Copy out the data below, putting "Predicted" wherever "Emitted" appears and keeping everything else the same.

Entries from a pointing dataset
********
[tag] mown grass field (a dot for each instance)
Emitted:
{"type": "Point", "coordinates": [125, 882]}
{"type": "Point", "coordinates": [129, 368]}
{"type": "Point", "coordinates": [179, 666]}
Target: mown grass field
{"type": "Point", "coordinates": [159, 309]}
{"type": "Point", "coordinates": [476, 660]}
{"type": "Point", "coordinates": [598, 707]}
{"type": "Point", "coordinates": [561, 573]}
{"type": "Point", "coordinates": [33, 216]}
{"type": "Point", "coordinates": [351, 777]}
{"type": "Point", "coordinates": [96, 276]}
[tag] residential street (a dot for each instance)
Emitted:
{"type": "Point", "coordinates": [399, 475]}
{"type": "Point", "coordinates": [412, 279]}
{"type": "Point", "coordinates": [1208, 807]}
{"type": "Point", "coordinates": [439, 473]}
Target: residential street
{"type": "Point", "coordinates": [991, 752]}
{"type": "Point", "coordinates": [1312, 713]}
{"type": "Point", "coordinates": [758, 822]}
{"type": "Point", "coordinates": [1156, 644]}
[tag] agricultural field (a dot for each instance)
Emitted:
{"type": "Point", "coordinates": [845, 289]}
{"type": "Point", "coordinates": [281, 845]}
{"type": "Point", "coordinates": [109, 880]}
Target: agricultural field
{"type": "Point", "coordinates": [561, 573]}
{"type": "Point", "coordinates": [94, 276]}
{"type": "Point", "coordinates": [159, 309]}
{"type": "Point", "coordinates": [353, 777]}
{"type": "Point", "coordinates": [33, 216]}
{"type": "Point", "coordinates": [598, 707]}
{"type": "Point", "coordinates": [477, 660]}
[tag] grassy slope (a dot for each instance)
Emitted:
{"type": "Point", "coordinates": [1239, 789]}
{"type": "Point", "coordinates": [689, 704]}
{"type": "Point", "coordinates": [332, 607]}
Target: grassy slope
********
Written solution
[tag] mown grass field (a dot for each instance)
Predicted:
{"type": "Point", "coordinates": [125, 882]}
{"type": "Point", "coordinates": [129, 368]}
{"type": "Point", "coordinates": [179, 666]}
Target: mown grass field
{"type": "Point", "coordinates": [159, 309]}
{"type": "Point", "coordinates": [476, 660]}
{"type": "Point", "coordinates": [598, 707]}
{"type": "Point", "coordinates": [561, 573]}
{"type": "Point", "coordinates": [33, 216]}
{"type": "Point", "coordinates": [351, 777]}
{"type": "Point", "coordinates": [96, 276]}
[tag] residential street (a dot for each instance)
Predicted:
{"type": "Point", "coordinates": [399, 475]}
{"type": "Point", "coordinates": [412, 279]}
{"type": "Point", "coordinates": [1208, 807]}
{"type": "Point", "coordinates": [439, 473]}
Target: residential street
{"type": "Point", "coordinates": [991, 752]}
{"type": "Point", "coordinates": [1312, 713]}
{"type": "Point", "coordinates": [758, 822]}
{"type": "Point", "coordinates": [1156, 644]}
[tag] agricultural field (a dot for each instance)
Predicted:
{"type": "Point", "coordinates": [845, 289]}
{"type": "Point", "coordinates": [281, 845]}
{"type": "Point", "coordinates": [109, 880]}
Target: agricultural field
{"type": "Point", "coordinates": [561, 573]}
{"type": "Point", "coordinates": [94, 276]}
{"type": "Point", "coordinates": [159, 309]}
{"type": "Point", "coordinates": [353, 777]}
{"type": "Point", "coordinates": [33, 216]}
{"type": "Point", "coordinates": [598, 707]}
{"type": "Point", "coordinates": [477, 660]}
[tag] grassy slope (a dot for each instance)
Predicted:
{"type": "Point", "coordinates": [1239, 789]}
{"type": "Point", "coordinates": [689, 704]}
{"type": "Point", "coordinates": [332, 607]}
Target: grassy slope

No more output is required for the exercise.